Texte source -
⁂

Une personne passoit pour ingénue, quand elle étoit née d’une mere libre, quoique son pere fût esclave. Voyez Esclave.

Les ingénus pouvoient posséder des emplois, donner leurs suffrages, privileges dont les affranchis étoient exclus. Voyez Affranchi.

Ingénu signifie aussi quelquefois celui qui est originaire du pays, qui n’est point étranger. Voyez Natif.

INGÉNUITÉ, s. f. (Gram.) l’ingénuité est dans l’ame ; la naïveté dans le ton. L’ingénuité est la qualité d’une ame innocente qui se montre telle qu’elle est, parce qu’il n’y a rien en elle qui l’oblige à se cacher. L’innocence produit l’ingénuité, & l’ingénuité la franchise. On est tenté de supposer toutes les vertus dans les personnes ingénues. Que leur commerce est agréable ! Si elles ont parlé, on sent qu’elles devoient dire ce qu’elles ont dit. Leur ame vient se peindre sur leurs levres, dans leurs yeux, & dans leur expression. On leur découvre son cœur avec d’autant plus de liberté, qu’on voit le leur tout entier. Ont-elles fait une faute, elles l’avouent d’une maniere qui feroit presque regretter qu’elles ne l’eussent pas commise. Elles paroissent innocentes jusque dans leurs erreurs ; & les cœurs doubles paroissent coupables, lors même qu’ils sont innocens. Il est impossible de se fâcher long-tems contre les personnes ingénues : elles desarment. Voyez Agnès dans l’école des femmes. Leur vérité donne de l’intérêt & de la grace aux choses les plus indifférentes. Le petit chat est mort ; qu’est-ce que cela ? rien : mais ce rien est de caractere, & il plaît.

⁂

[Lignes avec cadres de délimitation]
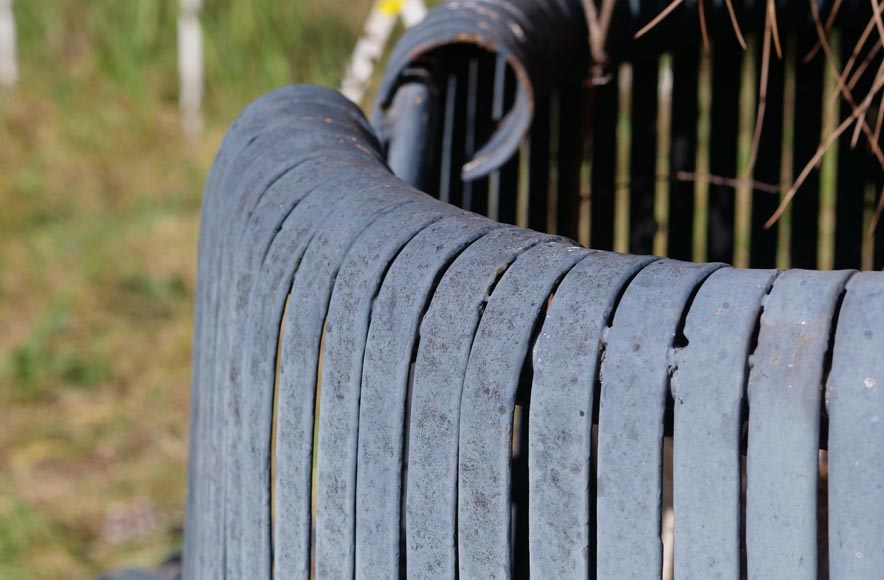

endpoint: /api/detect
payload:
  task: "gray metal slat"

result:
[457,241,588,580]
[273,203,456,578]
[185,87,384,579]
[356,214,501,580]
[206,123,362,576]
[528,252,655,579]
[672,268,776,580]
[235,181,424,579]
[221,153,370,574]
[315,202,466,578]
[826,272,884,580]
[596,260,721,580]
[746,270,851,580]
[405,228,549,580]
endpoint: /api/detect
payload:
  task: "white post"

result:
[0,0,18,88]
[180,0,203,135]
[341,0,427,104]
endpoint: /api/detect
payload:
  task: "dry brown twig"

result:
[633,0,684,39]
[697,0,709,53]
[745,0,776,179]
[764,57,884,229]
[583,0,617,84]
[803,0,842,64]
[724,0,746,50]
[810,0,884,168]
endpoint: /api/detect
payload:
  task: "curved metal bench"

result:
[184,86,884,580]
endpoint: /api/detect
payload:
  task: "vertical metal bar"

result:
[0,0,18,88]
[527,95,551,232]
[589,70,619,250]
[555,83,584,239]
[706,36,743,262]
[614,63,633,253]
[179,0,204,135]
[666,43,702,260]
[824,22,874,268]
[732,34,759,268]
[790,21,831,268]
[749,29,790,268]
[495,64,520,224]
[629,58,659,254]
[387,82,439,191]
[653,55,672,256]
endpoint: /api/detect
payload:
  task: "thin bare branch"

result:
[802,0,842,64]
[632,0,688,38]
[764,56,884,229]
[697,0,709,53]
[767,0,783,60]
[724,0,746,50]
[745,0,776,179]
[868,185,884,237]
[810,0,884,168]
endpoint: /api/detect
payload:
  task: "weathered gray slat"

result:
[273,203,456,578]
[221,146,380,573]
[356,214,501,580]
[746,270,851,580]
[197,114,366,576]
[457,241,587,580]
[235,179,424,579]
[528,252,655,580]
[826,272,884,580]
[314,202,462,578]
[672,268,776,580]
[405,228,549,580]
[596,260,720,580]
[185,87,380,578]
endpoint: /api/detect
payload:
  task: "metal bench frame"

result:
[184,2,884,580]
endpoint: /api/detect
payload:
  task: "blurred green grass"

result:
[0,0,370,580]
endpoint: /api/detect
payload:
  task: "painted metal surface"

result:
[356,215,501,580]
[672,268,777,580]
[746,270,851,579]
[528,252,654,579]
[184,81,884,580]
[405,228,546,579]
[374,0,589,180]
[457,241,587,579]
[596,260,721,580]
[826,272,884,580]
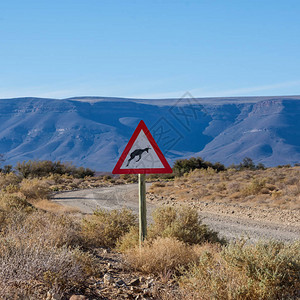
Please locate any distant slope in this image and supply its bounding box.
[0,96,300,171]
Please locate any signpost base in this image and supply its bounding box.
[139,174,147,246]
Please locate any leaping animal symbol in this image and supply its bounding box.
[126,147,151,167]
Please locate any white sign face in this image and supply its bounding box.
[120,130,164,170]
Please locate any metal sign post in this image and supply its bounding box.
[139,174,147,245]
[112,121,172,245]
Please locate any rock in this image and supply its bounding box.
[103,274,113,284]
[128,278,140,286]
[70,295,87,300]
[146,279,154,289]
[51,293,61,300]
[46,292,52,300]
[116,279,126,285]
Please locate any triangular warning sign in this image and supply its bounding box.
[112,121,172,174]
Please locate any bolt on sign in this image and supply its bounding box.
[112,121,172,245]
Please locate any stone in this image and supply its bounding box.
[116,279,126,285]
[103,274,113,284]
[129,278,140,286]
[52,293,61,300]
[70,295,87,300]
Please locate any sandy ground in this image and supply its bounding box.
[52,184,300,242]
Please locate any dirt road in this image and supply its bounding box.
[53,184,300,241]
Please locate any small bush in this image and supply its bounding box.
[222,241,300,299]
[116,226,139,252]
[0,236,98,299]
[0,173,22,189]
[178,240,300,300]
[125,238,197,275]
[0,193,34,212]
[81,209,136,247]
[242,179,266,196]
[149,206,225,244]
[20,178,50,200]
[15,160,95,178]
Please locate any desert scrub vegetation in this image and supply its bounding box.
[81,209,137,248]
[0,207,99,299]
[148,166,300,210]
[125,237,197,276]
[116,206,226,253]
[149,206,225,245]
[178,240,300,300]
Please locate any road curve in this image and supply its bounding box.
[52,184,300,242]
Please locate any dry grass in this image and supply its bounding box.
[81,209,136,247]
[125,237,197,276]
[179,241,300,300]
[0,210,98,299]
[34,199,80,213]
[149,206,225,245]
[149,167,300,210]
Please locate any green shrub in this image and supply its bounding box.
[81,209,136,247]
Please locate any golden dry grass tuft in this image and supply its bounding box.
[178,240,300,300]
[149,167,300,210]
[81,209,137,247]
[125,237,197,275]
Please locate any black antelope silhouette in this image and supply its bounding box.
[126,147,151,167]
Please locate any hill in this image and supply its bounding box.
[0,95,300,171]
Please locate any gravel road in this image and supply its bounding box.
[52,184,300,242]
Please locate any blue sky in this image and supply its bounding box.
[0,0,300,98]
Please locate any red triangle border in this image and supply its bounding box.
[112,120,173,174]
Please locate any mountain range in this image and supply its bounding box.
[0,94,300,171]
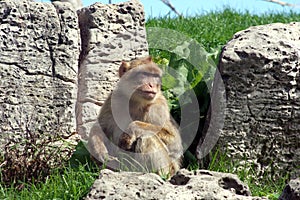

⁂

Tâches à réaliser -
**a.** D'après le texte source, qu'est-ce qui produit l'ingénuité ?
**b.** Recopiez fidèlement le passage du texte source commençant par « Les ingénus pouvoient » et se terminant par « étranger. Voyez Natif. ».

Réponses attendues -
**a.** L'innocence produit l'ingénuité.

**b.**
Les ingénus pouvoient posséder des emplois, donner leurs suffrages, privileges dont les affranchis étoient exclus. Voyez Affranchi.

Ingénu signifie aussi quelquefois celui qui est originaire du pays, qui n’est point étranger. Voyez Natif.